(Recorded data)
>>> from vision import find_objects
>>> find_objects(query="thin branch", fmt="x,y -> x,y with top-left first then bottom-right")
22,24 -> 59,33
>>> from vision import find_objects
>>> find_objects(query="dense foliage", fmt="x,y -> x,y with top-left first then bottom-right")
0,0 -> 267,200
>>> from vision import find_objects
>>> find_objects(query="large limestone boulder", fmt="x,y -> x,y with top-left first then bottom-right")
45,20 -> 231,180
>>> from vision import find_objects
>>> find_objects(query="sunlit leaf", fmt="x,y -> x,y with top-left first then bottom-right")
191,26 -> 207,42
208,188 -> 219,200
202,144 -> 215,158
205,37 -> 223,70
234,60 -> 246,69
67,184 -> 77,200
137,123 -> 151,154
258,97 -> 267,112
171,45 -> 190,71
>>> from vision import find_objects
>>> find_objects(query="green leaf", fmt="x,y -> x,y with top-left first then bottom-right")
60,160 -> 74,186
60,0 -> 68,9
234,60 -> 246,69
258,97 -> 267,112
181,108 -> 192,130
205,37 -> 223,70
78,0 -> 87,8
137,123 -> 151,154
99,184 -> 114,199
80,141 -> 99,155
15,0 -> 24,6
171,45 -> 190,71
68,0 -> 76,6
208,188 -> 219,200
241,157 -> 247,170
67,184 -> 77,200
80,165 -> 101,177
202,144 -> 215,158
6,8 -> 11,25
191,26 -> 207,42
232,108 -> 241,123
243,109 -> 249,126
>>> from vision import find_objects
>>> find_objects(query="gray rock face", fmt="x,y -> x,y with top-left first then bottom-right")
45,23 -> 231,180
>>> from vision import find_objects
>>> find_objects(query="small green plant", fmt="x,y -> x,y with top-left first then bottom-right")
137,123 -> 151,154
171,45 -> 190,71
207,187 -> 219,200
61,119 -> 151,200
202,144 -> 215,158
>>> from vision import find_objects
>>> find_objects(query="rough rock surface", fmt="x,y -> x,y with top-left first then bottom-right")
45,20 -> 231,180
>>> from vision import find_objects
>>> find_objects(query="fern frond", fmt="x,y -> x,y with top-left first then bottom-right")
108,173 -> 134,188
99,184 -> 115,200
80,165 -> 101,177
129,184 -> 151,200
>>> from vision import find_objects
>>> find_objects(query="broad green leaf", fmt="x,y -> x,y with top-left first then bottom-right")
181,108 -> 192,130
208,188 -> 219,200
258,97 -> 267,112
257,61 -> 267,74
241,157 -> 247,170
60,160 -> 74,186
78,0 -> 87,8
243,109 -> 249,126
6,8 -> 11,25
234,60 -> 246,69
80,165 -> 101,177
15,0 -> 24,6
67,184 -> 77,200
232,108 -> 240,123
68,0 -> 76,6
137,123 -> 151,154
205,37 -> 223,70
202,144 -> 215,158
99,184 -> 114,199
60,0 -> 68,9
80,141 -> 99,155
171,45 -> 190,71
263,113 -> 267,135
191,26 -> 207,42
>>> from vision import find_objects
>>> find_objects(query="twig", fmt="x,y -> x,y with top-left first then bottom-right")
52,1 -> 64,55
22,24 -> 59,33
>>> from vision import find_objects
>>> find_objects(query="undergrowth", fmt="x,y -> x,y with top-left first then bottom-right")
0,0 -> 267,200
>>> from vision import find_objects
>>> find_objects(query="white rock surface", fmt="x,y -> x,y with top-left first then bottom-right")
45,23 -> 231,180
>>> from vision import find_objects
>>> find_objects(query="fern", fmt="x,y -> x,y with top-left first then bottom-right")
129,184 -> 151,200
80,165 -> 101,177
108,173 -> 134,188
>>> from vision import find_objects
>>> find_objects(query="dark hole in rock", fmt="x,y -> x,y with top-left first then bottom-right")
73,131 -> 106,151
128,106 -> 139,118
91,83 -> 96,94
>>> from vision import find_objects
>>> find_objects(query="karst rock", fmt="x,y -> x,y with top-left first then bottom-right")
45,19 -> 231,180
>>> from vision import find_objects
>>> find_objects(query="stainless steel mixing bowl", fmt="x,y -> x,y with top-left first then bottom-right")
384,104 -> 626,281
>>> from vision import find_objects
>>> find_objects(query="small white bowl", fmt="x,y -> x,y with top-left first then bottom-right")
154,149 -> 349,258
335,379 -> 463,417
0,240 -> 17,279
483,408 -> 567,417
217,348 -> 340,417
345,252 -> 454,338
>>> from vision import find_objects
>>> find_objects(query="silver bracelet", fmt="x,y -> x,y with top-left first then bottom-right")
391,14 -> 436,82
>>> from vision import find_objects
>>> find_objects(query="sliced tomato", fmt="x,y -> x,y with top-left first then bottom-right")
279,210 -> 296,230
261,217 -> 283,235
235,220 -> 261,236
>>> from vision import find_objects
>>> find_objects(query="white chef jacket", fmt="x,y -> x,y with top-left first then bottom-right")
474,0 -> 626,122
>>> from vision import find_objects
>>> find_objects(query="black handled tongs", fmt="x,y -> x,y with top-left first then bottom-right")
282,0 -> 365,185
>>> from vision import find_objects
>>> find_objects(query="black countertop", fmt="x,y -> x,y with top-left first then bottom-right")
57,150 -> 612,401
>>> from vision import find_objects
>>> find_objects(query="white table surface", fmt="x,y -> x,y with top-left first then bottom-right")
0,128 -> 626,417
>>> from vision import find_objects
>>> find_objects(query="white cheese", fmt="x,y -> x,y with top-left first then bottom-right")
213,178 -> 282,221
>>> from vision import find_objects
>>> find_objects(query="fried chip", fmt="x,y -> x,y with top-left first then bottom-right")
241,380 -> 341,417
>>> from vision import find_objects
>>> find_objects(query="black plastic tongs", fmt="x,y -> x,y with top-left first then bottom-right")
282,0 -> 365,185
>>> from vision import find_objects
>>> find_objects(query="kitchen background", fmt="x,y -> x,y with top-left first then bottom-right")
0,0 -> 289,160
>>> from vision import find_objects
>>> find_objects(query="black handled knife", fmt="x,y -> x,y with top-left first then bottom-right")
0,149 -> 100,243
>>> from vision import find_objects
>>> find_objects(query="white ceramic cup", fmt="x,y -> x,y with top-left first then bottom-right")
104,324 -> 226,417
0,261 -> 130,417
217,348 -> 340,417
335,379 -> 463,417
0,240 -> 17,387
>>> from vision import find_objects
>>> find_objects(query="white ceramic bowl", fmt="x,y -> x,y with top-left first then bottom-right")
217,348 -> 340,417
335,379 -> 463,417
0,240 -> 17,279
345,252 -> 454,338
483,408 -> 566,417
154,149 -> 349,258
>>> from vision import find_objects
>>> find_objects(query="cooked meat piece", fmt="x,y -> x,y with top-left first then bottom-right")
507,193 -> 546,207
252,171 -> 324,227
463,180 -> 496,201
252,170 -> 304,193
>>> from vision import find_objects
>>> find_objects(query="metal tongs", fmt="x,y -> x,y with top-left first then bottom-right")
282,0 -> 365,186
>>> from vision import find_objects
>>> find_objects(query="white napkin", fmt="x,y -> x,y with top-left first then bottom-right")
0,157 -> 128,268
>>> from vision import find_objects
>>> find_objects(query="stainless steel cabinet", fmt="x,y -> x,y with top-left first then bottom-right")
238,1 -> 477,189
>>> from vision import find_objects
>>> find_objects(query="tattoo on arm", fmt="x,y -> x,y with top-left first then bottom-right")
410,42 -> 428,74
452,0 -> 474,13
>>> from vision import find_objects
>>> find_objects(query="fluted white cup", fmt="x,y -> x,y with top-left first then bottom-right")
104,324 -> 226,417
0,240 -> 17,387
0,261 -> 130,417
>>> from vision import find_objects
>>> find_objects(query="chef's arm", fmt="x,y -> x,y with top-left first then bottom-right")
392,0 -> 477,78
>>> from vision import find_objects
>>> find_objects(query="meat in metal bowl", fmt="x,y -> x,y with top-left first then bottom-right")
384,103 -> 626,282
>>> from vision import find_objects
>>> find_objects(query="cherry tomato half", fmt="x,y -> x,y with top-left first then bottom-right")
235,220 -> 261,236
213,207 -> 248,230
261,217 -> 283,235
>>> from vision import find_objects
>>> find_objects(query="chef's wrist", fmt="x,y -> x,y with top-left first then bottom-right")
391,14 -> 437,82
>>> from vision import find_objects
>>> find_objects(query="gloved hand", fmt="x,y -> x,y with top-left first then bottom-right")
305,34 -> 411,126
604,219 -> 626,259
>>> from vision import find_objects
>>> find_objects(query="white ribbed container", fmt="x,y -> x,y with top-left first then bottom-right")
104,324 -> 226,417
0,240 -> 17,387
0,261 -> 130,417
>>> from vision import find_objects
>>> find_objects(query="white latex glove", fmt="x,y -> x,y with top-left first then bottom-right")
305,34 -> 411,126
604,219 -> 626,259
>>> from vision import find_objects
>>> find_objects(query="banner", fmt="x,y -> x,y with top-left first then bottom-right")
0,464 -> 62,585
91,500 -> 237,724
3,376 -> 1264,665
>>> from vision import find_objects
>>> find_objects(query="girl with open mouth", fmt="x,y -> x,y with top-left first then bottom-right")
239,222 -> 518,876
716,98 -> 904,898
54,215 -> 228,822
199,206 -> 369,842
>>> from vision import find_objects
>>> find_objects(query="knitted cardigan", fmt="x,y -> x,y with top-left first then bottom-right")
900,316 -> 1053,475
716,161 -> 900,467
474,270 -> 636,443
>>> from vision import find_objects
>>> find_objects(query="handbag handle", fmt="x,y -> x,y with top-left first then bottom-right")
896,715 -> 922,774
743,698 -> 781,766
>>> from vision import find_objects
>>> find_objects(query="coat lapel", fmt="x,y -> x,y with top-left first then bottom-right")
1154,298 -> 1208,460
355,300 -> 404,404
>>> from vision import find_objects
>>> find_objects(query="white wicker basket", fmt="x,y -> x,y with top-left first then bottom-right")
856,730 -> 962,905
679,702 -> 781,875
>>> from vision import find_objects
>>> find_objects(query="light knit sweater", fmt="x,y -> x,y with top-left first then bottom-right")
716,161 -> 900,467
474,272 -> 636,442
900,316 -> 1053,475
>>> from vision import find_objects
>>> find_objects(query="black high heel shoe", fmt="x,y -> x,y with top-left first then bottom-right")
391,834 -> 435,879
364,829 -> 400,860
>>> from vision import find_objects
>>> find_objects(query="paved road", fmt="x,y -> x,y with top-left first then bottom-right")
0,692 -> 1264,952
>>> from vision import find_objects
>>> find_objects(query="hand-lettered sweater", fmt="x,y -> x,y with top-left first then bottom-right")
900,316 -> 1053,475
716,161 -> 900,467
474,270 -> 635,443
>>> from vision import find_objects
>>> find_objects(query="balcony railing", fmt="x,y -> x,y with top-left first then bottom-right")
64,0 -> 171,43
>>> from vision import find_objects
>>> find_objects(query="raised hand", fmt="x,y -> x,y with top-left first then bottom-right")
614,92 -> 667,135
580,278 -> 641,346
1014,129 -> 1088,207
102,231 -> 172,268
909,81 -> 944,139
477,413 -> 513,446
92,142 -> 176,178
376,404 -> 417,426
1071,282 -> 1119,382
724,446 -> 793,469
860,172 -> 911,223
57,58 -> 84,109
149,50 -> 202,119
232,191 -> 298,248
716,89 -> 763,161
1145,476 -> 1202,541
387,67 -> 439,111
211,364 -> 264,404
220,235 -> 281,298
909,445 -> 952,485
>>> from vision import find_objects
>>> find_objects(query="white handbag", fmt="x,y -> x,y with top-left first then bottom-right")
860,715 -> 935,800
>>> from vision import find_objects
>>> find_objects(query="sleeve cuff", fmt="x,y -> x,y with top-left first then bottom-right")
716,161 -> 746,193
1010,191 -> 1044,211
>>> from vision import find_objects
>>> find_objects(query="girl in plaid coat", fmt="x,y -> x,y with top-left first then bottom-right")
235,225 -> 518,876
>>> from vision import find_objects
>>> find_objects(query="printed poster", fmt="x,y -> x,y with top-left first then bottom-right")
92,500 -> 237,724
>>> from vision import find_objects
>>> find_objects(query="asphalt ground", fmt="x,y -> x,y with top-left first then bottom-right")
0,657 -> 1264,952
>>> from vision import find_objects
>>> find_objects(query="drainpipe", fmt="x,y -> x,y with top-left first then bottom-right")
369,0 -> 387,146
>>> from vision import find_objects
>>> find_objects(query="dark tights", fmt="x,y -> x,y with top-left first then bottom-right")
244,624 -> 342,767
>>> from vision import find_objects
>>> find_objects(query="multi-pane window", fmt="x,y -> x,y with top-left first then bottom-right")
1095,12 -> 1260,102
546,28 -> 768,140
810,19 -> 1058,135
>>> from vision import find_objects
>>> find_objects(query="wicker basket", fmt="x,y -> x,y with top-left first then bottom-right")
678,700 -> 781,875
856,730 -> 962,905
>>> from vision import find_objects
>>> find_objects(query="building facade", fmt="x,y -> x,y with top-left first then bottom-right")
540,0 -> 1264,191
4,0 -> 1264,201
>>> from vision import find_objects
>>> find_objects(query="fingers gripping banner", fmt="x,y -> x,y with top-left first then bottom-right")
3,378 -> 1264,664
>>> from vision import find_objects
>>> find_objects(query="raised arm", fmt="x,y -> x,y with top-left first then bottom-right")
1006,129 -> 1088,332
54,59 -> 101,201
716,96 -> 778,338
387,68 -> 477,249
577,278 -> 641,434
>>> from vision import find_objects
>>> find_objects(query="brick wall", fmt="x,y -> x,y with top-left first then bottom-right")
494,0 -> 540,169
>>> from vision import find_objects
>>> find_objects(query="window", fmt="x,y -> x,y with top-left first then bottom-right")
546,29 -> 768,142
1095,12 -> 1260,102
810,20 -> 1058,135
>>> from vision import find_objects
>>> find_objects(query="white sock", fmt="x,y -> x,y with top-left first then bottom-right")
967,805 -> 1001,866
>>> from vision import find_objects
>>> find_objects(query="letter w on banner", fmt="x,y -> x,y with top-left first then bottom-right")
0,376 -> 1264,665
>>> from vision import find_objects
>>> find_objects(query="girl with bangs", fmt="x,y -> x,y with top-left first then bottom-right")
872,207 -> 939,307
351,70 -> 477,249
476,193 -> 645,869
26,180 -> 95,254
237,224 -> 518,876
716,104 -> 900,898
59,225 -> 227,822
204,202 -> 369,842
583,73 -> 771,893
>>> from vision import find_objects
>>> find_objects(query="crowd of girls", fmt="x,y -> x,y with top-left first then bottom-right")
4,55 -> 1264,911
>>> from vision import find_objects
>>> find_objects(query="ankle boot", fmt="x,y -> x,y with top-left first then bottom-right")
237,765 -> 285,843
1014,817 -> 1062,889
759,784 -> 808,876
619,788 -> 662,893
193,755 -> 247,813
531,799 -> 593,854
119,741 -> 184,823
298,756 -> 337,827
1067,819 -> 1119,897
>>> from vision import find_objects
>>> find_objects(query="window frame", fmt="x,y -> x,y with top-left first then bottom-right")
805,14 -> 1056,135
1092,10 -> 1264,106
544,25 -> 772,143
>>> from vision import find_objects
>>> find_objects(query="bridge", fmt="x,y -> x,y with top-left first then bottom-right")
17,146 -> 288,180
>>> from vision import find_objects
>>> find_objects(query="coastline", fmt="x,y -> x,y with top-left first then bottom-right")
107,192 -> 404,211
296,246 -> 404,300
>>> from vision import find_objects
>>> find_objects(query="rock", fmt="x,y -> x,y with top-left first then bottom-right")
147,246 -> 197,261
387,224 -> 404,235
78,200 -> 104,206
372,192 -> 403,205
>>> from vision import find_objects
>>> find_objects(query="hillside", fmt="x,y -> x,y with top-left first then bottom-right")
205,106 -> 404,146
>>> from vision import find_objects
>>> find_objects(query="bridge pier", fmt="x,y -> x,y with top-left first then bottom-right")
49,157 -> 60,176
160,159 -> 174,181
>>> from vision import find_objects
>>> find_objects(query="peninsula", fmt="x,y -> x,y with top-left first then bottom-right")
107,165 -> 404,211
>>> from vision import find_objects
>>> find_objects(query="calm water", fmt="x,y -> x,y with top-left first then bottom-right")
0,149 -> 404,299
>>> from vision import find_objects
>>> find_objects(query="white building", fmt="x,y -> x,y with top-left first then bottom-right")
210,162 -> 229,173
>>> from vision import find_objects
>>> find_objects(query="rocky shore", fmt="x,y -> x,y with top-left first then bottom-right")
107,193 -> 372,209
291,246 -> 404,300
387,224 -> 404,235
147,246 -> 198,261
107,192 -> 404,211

WHAT YOU SHOULD DO ::
List every line of the entries above that contains the string "handled", matching case exactly.

FULL OUTPUT ::
>>> find_objects(query="black handled tongs", fmt="x,y -> x,y with top-left first then bottom-right")
>>> find_objects(query="black handled knife", fmt="x,y -> x,y with top-left first then bottom-right")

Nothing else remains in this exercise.